**Given exercise**
Please copy every one of the rows below word for word, changing nothing.

**Given data**
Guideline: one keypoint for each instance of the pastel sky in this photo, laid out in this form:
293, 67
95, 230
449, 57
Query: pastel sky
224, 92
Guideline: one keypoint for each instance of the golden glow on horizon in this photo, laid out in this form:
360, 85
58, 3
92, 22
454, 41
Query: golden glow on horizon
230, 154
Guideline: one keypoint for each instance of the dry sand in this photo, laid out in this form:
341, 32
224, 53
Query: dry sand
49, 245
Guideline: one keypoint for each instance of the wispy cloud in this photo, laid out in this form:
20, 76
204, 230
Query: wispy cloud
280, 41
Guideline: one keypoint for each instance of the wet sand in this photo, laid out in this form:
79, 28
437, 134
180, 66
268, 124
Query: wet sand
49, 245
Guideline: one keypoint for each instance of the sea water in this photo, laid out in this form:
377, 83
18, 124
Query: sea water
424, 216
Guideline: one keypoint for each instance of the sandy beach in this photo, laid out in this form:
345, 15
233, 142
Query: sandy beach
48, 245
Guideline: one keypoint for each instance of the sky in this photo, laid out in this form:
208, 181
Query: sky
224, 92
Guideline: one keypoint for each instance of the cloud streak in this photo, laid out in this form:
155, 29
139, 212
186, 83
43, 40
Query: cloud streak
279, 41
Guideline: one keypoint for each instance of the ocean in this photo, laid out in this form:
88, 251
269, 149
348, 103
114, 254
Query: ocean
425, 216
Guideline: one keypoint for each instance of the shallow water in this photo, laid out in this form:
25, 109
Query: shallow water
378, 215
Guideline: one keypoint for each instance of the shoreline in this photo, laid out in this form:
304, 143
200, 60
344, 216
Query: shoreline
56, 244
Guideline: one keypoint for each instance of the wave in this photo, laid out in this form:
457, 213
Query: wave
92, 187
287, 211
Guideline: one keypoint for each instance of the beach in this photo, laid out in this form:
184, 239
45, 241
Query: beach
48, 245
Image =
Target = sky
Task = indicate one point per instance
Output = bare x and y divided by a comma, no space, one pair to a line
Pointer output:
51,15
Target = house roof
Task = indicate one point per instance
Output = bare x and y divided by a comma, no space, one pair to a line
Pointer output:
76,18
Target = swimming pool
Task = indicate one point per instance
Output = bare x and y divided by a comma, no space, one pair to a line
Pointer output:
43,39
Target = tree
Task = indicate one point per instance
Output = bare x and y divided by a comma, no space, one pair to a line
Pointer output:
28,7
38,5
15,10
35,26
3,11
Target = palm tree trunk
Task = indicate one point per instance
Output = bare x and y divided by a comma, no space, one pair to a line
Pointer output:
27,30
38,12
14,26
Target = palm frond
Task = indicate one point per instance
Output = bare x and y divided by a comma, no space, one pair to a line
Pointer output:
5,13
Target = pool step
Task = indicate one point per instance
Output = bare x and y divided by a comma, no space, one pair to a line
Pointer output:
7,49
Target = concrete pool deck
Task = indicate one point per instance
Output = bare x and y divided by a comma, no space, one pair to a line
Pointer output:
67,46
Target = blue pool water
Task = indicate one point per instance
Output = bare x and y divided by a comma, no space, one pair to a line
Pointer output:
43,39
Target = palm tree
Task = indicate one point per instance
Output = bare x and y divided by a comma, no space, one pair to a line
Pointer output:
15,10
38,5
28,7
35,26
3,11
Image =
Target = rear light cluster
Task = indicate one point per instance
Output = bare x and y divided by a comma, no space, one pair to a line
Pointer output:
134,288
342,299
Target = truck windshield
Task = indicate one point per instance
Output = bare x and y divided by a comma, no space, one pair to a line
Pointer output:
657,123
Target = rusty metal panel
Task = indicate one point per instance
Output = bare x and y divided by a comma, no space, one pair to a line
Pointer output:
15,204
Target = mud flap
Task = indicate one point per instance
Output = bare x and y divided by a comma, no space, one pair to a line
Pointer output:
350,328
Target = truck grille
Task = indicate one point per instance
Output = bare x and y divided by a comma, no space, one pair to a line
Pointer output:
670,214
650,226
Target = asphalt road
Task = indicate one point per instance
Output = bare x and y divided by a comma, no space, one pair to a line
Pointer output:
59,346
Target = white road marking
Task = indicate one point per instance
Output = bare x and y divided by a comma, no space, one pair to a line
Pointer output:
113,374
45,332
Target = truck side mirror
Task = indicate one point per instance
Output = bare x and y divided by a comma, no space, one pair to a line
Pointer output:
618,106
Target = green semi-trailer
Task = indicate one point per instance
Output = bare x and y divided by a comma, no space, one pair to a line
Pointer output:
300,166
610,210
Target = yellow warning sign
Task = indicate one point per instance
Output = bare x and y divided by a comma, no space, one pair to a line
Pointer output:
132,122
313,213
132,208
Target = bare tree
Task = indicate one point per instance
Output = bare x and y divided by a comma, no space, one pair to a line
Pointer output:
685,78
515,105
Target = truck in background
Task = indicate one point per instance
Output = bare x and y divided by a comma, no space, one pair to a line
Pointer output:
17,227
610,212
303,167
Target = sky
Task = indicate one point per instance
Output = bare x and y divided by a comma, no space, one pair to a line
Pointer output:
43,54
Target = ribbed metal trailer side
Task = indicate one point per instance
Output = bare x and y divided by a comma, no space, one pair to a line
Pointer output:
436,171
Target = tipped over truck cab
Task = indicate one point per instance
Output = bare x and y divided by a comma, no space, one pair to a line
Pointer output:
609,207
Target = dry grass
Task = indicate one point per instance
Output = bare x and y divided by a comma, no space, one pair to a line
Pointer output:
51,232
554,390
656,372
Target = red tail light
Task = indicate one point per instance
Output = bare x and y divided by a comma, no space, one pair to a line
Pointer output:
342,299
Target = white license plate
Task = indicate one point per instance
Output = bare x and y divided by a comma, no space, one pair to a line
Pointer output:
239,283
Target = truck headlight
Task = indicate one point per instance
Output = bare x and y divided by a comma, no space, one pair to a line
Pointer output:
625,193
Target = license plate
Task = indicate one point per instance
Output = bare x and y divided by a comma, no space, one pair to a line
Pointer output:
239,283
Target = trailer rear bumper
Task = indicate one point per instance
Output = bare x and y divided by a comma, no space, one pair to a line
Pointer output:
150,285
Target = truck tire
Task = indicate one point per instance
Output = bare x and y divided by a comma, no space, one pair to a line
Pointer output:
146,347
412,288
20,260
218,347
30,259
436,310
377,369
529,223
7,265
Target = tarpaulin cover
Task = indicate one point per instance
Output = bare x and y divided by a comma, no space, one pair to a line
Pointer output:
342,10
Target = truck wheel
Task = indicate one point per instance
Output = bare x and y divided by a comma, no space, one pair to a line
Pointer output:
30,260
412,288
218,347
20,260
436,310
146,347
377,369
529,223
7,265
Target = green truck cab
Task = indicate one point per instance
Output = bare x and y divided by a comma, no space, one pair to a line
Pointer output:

**Response below**
Guideline: one keypoint for each instance of the pastel sky in this photo, laid out in this form:
293, 67
95, 230
449, 57
Query: pastel sky
224, 92
Guideline: one keypoint for each instance of the golden glow on horizon in this photo, laid out in this form:
360, 85
58, 3
92, 22
454, 41
Query: golden glow on horizon
230, 154
Guideline: one keypoint for each instance of the dry sand in this photo, laid out in this form:
341, 32
224, 53
Query: dry sand
49, 245
Guideline: one keypoint for each instance of the wispy cloud in this photo, laid out in this form:
20, 76
204, 230
Query: wispy cloud
280, 41
Guideline: one keypoint for each instance of the wet sand in this photo, laid out in this form:
79, 28
437, 134
180, 66
268, 124
Query: wet sand
49, 245
Guideline: one keypoint for each instance of the sea water in this photo, laid out in this form:
377, 83
18, 124
Query: sea water
424, 216
Guideline: one keypoint for each instance of the sandy beach in this photo, laid out in this form:
345, 15
233, 142
Query: sandy beach
48, 245
Guideline: one keypoint for each instance of the sky in this photo, laid out in this form:
208, 181
Query: sky
224, 92
Guideline: one keypoint for each instance of the cloud streak in this photo, laid out in this form:
155, 29
139, 212
186, 83
43, 40
Query: cloud streak
279, 41
Guideline: one keypoint for each instance of the ocean in this photo, laid out in this form:
88, 251
269, 149
348, 103
114, 254
Query: ocean
425, 216
Guideline: one keypoint for each instance of the shallow water in this photo, laid out in this form:
25, 109
Query: shallow water
378, 215
Guideline: one keypoint for each instance of the shoreline in this photo, laid out in this form:
304, 143
200, 60
344, 216
Query: shoreline
56, 244
Guideline: one keypoint for each instance of the wave in this photo, laid out in this form:
457, 213
Query: wave
92, 187
287, 211
Guideline: one keypoint for each instance of the beach in this photo, laid out in this form:
184, 239
45, 241
Query: beach
48, 245
Image =
Target = sky
Task = indicate one point per instance
Output = bare x and y divided by a comma, no space, one pair to a line
Pointer output:
51,15
Target = house roof
Task = indicate one point per instance
Output = bare x and y divided by a comma, no space, one pair to a line
Pointer output:
76,18
Target = swimming pool
Task = indicate one point per instance
Output = bare x and y divided by a comma, no space, one pair to a line
Pointer output:
43,39
Target = tree
Task = indicate one point per instance
Output = bare x and y divided by a comma, no space, one pair to a line
Pointer output:
28,7
38,5
15,10
35,26
3,11
Target = palm tree trunk
Task = indicate one point per instance
Output = bare x and y divided by a comma, no space, one pair to a line
Pointer output:
27,30
38,12
14,26
Target = palm frond
Task = indicate one point per instance
Output = bare x and y divided by a comma, no space, one pair to a line
Pointer output:
5,13
Target = pool step
Task = indicate one point per instance
Output = bare x and y divided by a comma, no space, one pair to a line
Pointer output:
7,49
Target = concrete pool deck
Task = indicate one point per instance
Output = bare x and y divided by a comma, no space, one pair to a line
Pointer output:
67,46
Target = blue pool water
Task = indicate one point per instance
Output = bare x and y divided by a comma, no space, one pair to a line
Pointer output:
43,39
Target = palm tree
Task = indicate one point per instance
Output = bare x and y divided by a comma, no space, one pair to a line
Pointer output:
15,10
38,5
28,7
35,26
3,11
Image =
Target = rear light cluster
Task = indicate one point per instance
Output = bare x and y divided by a comma, no space, one pair to a line
Pointer output:
134,288
342,299
Target = truck windshield
Task = indicate one point per instance
Output = bare x and y divided by a comma, no space, one pair to a line
Pointer output:
657,123
Target = rusty metal panel
Task = indicate one point per instance
Output = bare x and y divided by a comma, no space, one pair to a line
Pointer output:
15,204
Target = mud flap
Task = indicate one point per instance
Output = bare x and y divided by a comma, no space, one pair to a line
Pointer output:
350,328
Target = truck grille
Task = indicate one point per instance
Output = bare x and y divided by a comma, no space, one pair to a line
Pointer output:
670,214
650,226
Target = asphalt road
Task = indicate one point per instance
Output = bare x and y divided by a comma, no space, one pair to a line
Pointer output:
59,346
Target = white road marking
Task = indicate one point per instance
Output = bare x and y divided by a comma, no space, one pair to a line
Pointer output:
113,374
45,332
Target = truck side mirror
Task = indicate one point per instance
Output = bare x and y divided by a comma, no space, one pair to a line
Pointer output:
618,106
Target = green semi-trailer
Task = indicate one point per instance
Output = bare x and y divided by a comma, no space, one pair to a line
Pointer output:
300,166
610,210
Target = yellow warning sign
Task = indicate one point per instance
Output = bare x and y divided by a comma, no space, one pair to a line
Pointer output:
132,122
313,213
132,208
Target = bare tree
Task = indicate one point per instance
Output = bare x and y divided by a comma, no space, one pair to a line
Pointer output:
685,78
515,105
Target = truck in background
Task = indicate one point per instance
Output = bare x and y divided by a comma, no space, one pair to a line
Pointer output:
17,227
610,212
303,167
Target = sky
Task = indicate one point per instance
Output = bare x and y divided by a comma, no space, one pair to a line
Pointer output:
43,54
Target = ribbed metal trailer side
Task = indicate one point per instance
Output = bare x and y divided by a comma, no space, one pair to a line
Pointer output:
436,171
Target = tipped over truck cab
Task = indicate one point per instance
Output = bare x and y divided by a comma, no space, one pair to a line
Pointer output:
609,207
Target = dry grass
Task = indicate one point per instance
Output = bare x and y divided by a comma, no space, one pair to a line
Pointer output:
51,232
554,390
656,372
Target = red tail light
Task = indicate one point per instance
Output = bare x and y divided by a comma, no space, one pair to a line
Pointer output:
342,299
Target = white license plate
Task = indicate one point per instance
Output = bare x and y divided by a comma, no space, one pair to a line
Pointer output:
239,283
Target = truck headlight
Task = indicate one point per instance
Output = bare x and y divided by a comma, no space, one pair to a line
Pointer output:
625,193
Target = license plate
Task = indicate one point per instance
Output = bare x and y divided by a comma, no space, one pair to a line
Pointer output:
239,283
Target = trailer rear bumper
Task = indicate one point per instance
Output = bare x and y divided by a comma, no space, one pair to a line
Pointer output:
150,285
Target = truck tire
Task = indicate one point per instance
Output = bare x and y divided by a comma, no space, one pair to a line
Pointer output:
146,347
412,288
20,260
218,347
30,259
436,310
377,369
529,223
7,265
Target = tarpaulin cover
Task = indicate one point per instance
Output = bare x and y divided by a comma, no space, one pair to a line
Pointer output:
342,10
Target = truck wheel
Task = indicate one point per instance
Output = bare x and y divided by a comma, no space, one pair to a line
Pointer output:
30,260
412,288
218,347
20,260
436,310
146,347
377,369
529,223
7,265
Target = green truck cab
Task = indicate one point per instance
Output = bare x and y divided by a comma, no space, one pair to a line
Pointer output:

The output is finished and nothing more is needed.